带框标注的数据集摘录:

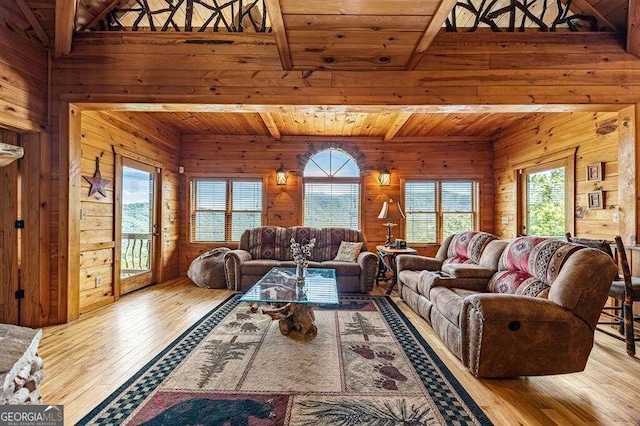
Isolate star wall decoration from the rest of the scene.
[82,157,111,199]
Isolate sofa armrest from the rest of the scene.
[460,293,593,377]
[396,254,442,273]
[356,251,378,293]
[224,250,251,291]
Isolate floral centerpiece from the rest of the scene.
[291,238,316,281]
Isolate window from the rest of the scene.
[404,180,480,243]
[522,165,568,237]
[191,179,262,242]
[303,148,360,229]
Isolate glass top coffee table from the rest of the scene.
[240,268,340,341]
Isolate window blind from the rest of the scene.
[440,181,475,240]
[405,181,479,243]
[227,181,262,241]
[405,181,438,242]
[526,167,566,237]
[303,182,360,229]
[190,179,262,242]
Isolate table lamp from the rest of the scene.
[378,198,405,247]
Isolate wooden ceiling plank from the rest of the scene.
[260,112,282,141]
[562,0,616,32]
[407,0,457,71]
[384,113,412,142]
[16,0,51,47]
[627,0,640,57]
[80,0,120,31]
[54,0,78,57]
[264,0,293,71]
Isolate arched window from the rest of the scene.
[303,148,361,229]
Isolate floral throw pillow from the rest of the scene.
[333,241,362,262]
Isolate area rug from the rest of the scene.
[79,295,491,426]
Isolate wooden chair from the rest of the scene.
[566,233,640,356]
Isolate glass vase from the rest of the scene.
[296,263,307,283]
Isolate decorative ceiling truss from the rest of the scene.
[445,0,599,32]
[90,0,271,32]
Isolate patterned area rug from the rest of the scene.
[79,295,491,426]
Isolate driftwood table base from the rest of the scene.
[251,303,318,342]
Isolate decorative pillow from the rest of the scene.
[333,241,363,262]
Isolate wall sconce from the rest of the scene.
[378,168,391,186]
[276,164,287,185]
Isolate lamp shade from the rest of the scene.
[276,166,287,185]
[378,199,405,220]
[378,168,391,186]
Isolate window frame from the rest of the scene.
[401,176,482,247]
[514,153,575,235]
[298,147,366,229]
[186,174,268,244]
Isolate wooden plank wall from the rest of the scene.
[0,129,19,324]
[180,135,493,274]
[494,112,619,240]
[79,112,180,313]
[0,1,49,132]
[53,33,640,105]
[20,133,51,327]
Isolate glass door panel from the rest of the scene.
[120,159,156,293]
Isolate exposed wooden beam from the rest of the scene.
[260,112,282,141]
[0,142,24,167]
[562,0,617,32]
[264,0,293,71]
[627,0,640,57]
[16,0,50,47]
[407,0,457,71]
[384,113,411,142]
[55,0,78,57]
[80,0,120,31]
[76,101,630,114]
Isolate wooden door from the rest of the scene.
[116,158,160,294]
[0,129,19,324]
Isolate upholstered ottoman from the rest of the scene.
[187,247,231,288]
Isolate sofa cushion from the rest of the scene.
[320,260,362,276]
[312,228,366,262]
[333,241,362,262]
[239,226,291,260]
[488,236,584,298]
[240,259,280,275]
[445,231,498,264]
[398,269,420,294]
[429,286,478,326]
[442,263,495,279]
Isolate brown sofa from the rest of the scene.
[225,226,378,293]
[398,237,617,377]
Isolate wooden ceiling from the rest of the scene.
[15,0,628,65]
[121,112,547,140]
[66,0,626,70]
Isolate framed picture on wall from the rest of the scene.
[587,191,604,210]
[587,163,604,182]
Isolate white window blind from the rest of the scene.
[303,182,360,229]
[191,179,262,242]
[404,182,438,242]
[405,180,479,243]
[526,167,566,237]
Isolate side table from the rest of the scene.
[376,246,418,294]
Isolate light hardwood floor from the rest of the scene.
[40,278,640,425]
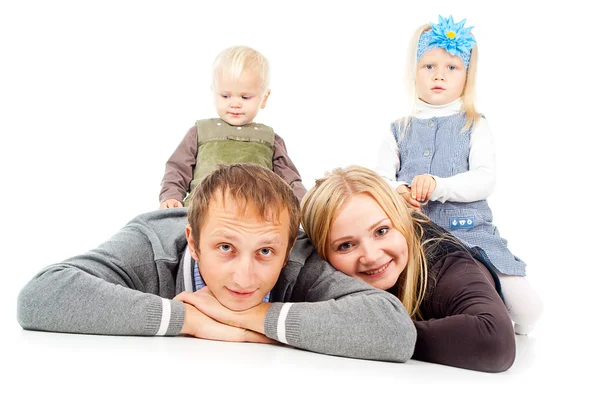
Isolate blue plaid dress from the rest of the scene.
[392,113,525,276]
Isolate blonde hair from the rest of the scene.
[302,166,428,318]
[399,24,481,132]
[188,163,300,259]
[213,46,270,94]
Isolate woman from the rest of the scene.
[302,166,515,372]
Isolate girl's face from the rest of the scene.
[327,194,408,290]
[416,47,467,106]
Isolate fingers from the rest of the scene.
[240,329,280,344]
[159,199,183,209]
[410,174,436,202]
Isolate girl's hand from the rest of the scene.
[396,185,421,210]
[160,199,183,209]
[410,174,437,202]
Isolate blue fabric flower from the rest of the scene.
[417,15,476,69]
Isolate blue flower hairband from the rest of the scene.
[417,15,476,69]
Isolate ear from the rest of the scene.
[260,89,271,109]
[185,224,198,262]
[283,235,298,267]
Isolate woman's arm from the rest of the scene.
[413,251,515,372]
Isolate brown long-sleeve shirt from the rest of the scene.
[413,223,516,372]
[159,125,306,203]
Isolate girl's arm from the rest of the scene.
[430,118,496,202]
[375,124,408,189]
[159,125,198,203]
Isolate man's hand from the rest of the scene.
[160,199,183,209]
[410,174,437,202]
[175,304,278,344]
[396,185,421,210]
[175,287,271,334]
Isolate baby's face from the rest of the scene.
[416,47,467,106]
[214,70,269,126]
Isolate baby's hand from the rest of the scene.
[410,174,437,202]
[396,185,421,210]
[160,199,183,209]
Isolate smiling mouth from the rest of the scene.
[360,260,392,276]
[225,287,256,298]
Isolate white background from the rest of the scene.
[0,0,600,399]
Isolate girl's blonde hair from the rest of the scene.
[213,46,270,93]
[400,24,481,131]
[302,166,427,318]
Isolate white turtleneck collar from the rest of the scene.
[414,97,463,119]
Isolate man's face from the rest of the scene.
[214,70,269,126]
[186,193,290,311]
[417,47,467,106]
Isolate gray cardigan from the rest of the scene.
[17,208,416,362]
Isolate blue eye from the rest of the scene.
[375,227,389,237]
[338,242,352,252]
[219,244,232,252]
[260,248,273,256]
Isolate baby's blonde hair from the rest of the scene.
[401,24,481,131]
[213,46,270,93]
[302,166,428,318]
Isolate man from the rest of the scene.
[18,164,416,362]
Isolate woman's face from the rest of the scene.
[327,194,408,290]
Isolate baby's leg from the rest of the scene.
[498,273,544,335]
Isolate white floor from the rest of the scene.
[2,310,598,400]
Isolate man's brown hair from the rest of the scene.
[188,163,300,255]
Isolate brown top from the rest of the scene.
[159,125,306,203]
[406,223,515,372]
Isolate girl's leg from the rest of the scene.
[498,273,544,335]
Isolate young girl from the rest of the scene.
[376,16,542,334]
[302,166,515,372]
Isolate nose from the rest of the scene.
[232,256,254,290]
[229,96,242,109]
[433,69,446,81]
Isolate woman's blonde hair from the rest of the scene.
[302,166,427,318]
[213,46,270,93]
[400,24,481,131]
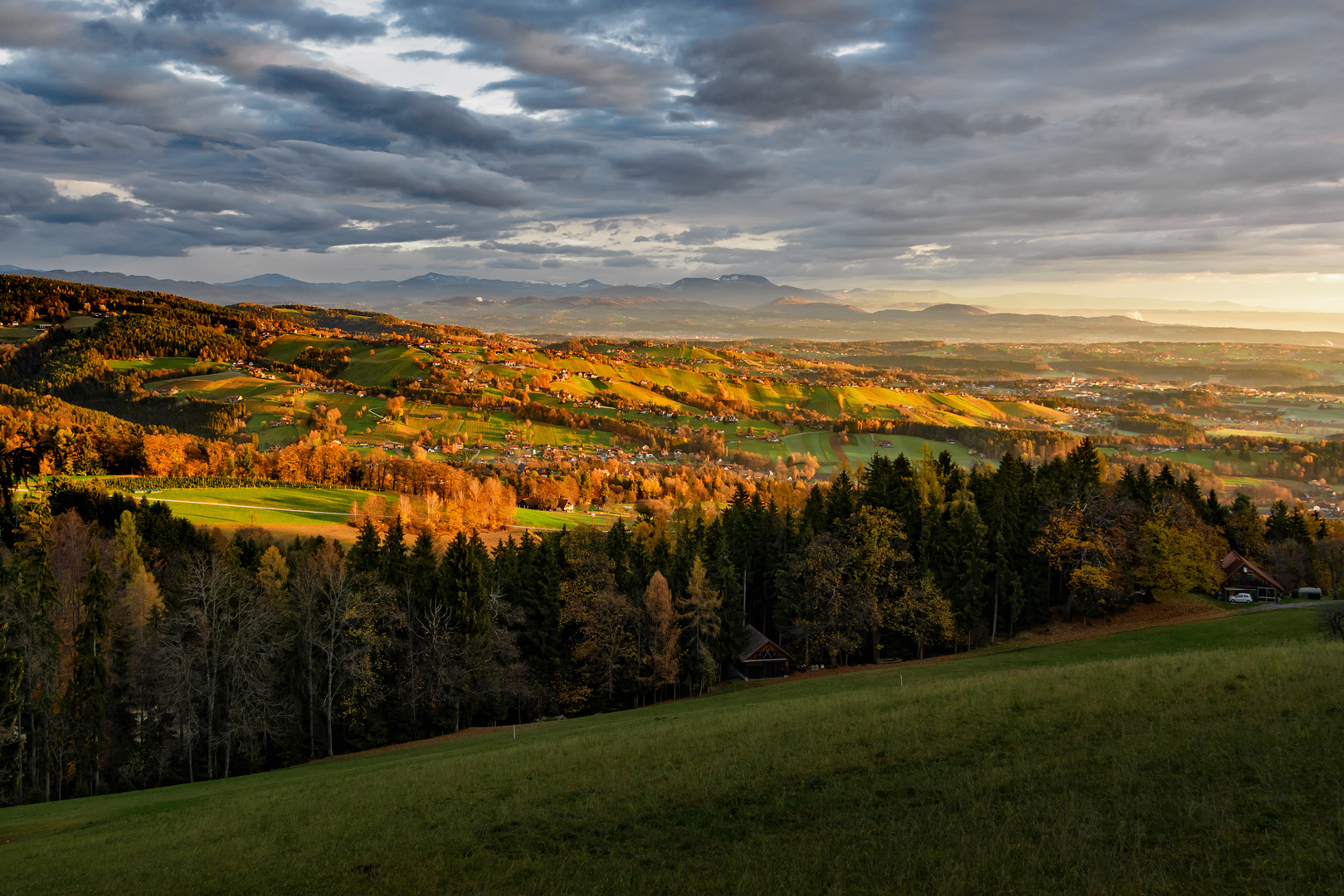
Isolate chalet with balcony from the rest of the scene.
[1218,551,1283,603]
[738,626,793,679]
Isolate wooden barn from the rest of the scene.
[1218,551,1283,601]
[738,626,793,679]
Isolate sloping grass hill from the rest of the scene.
[0,610,1344,896]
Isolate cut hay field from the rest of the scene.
[514,508,631,529]
[105,358,213,371]
[338,345,429,386]
[131,488,382,525]
[266,336,354,364]
[0,610,1344,896]
[843,432,980,467]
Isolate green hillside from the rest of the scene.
[0,610,1344,894]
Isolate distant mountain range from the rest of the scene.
[7,265,1344,343]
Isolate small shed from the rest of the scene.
[738,626,793,679]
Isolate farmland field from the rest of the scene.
[338,345,429,386]
[0,608,1344,894]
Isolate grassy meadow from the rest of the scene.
[0,610,1344,894]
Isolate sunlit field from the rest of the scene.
[0,610,1344,894]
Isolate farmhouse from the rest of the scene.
[1218,551,1283,601]
[738,625,793,679]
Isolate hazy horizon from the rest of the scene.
[0,0,1344,312]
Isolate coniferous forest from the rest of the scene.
[0,430,1344,802]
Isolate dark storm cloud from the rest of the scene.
[611,149,766,196]
[253,66,511,149]
[144,0,387,43]
[684,23,886,118]
[1181,75,1312,118]
[0,0,1344,282]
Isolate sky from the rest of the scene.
[0,0,1344,310]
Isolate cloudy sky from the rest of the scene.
[0,0,1344,309]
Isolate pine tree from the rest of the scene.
[644,572,677,690]
[377,514,406,588]
[66,545,111,794]
[0,625,26,787]
[345,517,382,572]
[438,532,490,636]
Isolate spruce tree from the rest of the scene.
[377,514,406,588]
[0,625,24,787]
[66,544,111,794]
[345,517,382,572]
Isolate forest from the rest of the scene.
[0,442,1344,802]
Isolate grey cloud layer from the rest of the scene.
[0,0,1344,280]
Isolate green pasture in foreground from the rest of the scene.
[0,610,1344,896]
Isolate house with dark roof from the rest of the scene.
[1218,551,1285,603]
[738,626,793,679]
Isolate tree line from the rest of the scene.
[0,435,1344,801]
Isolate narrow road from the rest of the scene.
[1247,601,1344,612]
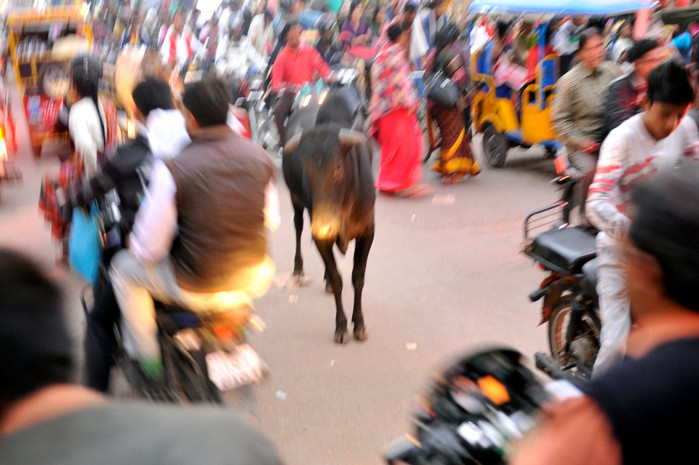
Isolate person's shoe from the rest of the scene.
[396,184,434,199]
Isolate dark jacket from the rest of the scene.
[602,73,641,140]
[69,135,152,233]
[167,126,274,292]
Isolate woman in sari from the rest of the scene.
[369,23,434,197]
[428,25,480,184]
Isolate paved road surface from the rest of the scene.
[0,81,555,465]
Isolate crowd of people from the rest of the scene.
[0,0,699,464]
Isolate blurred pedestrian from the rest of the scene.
[369,23,434,197]
[587,61,699,376]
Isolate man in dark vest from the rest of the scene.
[110,80,279,379]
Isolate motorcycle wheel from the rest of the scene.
[161,338,223,404]
[548,294,599,376]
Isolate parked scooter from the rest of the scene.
[522,175,601,379]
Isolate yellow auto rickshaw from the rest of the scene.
[471,25,562,168]
[6,4,92,157]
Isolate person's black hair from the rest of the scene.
[647,60,694,105]
[0,248,77,413]
[578,27,604,51]
[347,0,362,19]
[182,78,231,128]
[279,19,301,41]
[387,23,406,42]
[70,55,107,146]
[132,78,173,117]
[629,163,699,311]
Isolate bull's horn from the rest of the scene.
[338,129,367,147]
[284,133,301,153]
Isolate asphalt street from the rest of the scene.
[0,84,556,465]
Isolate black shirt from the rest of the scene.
[583,338,699,464]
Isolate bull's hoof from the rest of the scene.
[354,328,369,342]
[291,271,311,287]
[335,330,349,344]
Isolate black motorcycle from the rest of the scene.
[115,302,266,408]
[522,175,601,379]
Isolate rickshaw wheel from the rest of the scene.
[483,124,509,168]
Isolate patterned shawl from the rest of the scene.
[369,43,418,135]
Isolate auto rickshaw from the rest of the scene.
[6,5,92,158]
[469,0,657,168]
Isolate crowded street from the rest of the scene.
[0,74,558,465]
[0,0,699,465]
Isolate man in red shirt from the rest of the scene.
[271,23,330,145]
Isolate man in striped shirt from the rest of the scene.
[587,62,699,375]
[551,28,621,222]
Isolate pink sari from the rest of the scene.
[369,44,423,192]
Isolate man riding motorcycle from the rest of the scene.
[110,80,279,382]
[271,23,330,144]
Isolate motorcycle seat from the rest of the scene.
[527,227,597,275]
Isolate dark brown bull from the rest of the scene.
[282,124,376,343]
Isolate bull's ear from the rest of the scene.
[337,129,367,147]
[284,133,301,153]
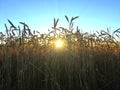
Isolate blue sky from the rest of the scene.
[0,0,120,33]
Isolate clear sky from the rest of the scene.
[0,0,120,33]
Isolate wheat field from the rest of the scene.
[0,16,120,90]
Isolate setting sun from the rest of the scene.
[55,40,64,48]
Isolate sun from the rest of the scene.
[55,40,64,48]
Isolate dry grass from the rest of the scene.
[0,16,120,90]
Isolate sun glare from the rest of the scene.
[55,40,63,48]
[55,40,64,48]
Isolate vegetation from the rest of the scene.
[0,16,120,90]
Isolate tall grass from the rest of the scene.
[0,16,120,90]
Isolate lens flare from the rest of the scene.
[55,40,64,48]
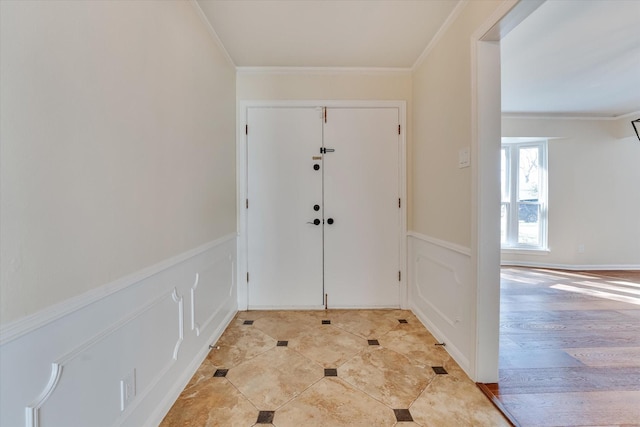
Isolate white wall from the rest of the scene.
[0,0,237,427]
[0,1,236,324]
[408,1,513,382]
[502,117,640,269]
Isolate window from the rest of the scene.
[500,138,547,250]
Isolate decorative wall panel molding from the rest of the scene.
[0,234,237,427]
[408,233,475,373]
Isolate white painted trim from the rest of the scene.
[0,233,237,345]
[411,0,469,71]
[144,312,236,427]
[502,111,640,121]
[190,0,237,68]
[410,304,472,377]
[407,231,471,256]
[25,288,184,427]
[236,100,408,310]
[469,0,518,382]
[500,260,640,271]
[236,67,412,75]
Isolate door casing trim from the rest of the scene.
[236,100,408,310]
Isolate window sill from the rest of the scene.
[500,248,551,255]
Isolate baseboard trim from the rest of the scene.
[410,305,472,377]
[476,383,520,427]
[144,311,238,427]
[500,260,640,271]
[0,232,237,345]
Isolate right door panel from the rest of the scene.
[323,108,401,308]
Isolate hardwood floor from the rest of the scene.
[484,268,640,427]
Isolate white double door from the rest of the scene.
[247,107,401,308]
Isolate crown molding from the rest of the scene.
[190,0,238,68]
[411,0,469,72]
[236,67,411,75]
[502,111,640,121]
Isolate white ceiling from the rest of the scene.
[500,0,640,117]
[197,0,640,117]
[198,0,458,68]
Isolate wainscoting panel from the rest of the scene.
[0,234,237,427]
[408,233,475,373]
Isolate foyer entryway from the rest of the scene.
[245,106,402,309]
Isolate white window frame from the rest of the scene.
[501,138,548,252]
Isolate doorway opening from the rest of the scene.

# [任务要求]
请照原样重写上面记录中的一段：从含有“Isolate girl's leg”的那一行开始，到含有“[7,265,1344,343]”的那一行结束，首尾两行都要包括。答案中不要写入图片标记行。

# [完整答案]
Isolate girl's leg from the rest of the scene.
[498,273,544,335]
Isolate young girl from the rest of the scene.
[376,16,542,334]
[302,166,515,372]
Isolate nose from the rest of the scene.
[232,256,254,290]
[229,96,242,109]
[433,69,446,81]
Isolate woman's blonde hair from the rest of the scene.
[302,166,427,318]
[213,46,270,93]
[400,24,481,131]
Isolate chalet with balcony from the rest of the scene.
[1218,551,1283,603]
[738,626,793,679]
Isolate wooden barn from the rest of the scene.
[1218,551,1283,601]
[738,626,793,679]
Isolate sloping grass hill from the rest of the scene.
[0,610,1344,896]
Isolate cut hay field from the rest of the scene.
[514,508,631,529]
[105,358,213,371]
[338,345,429,386]
[131,488,382,525]
[266,336,354,364]
[0,610,1344,896]
[843,432,980,467]
Isolate green hillside from the rest of the scene.
[0,610,1344,894]
Isolate distant mountain range from the rest of the scene.
[7,265,1344,343]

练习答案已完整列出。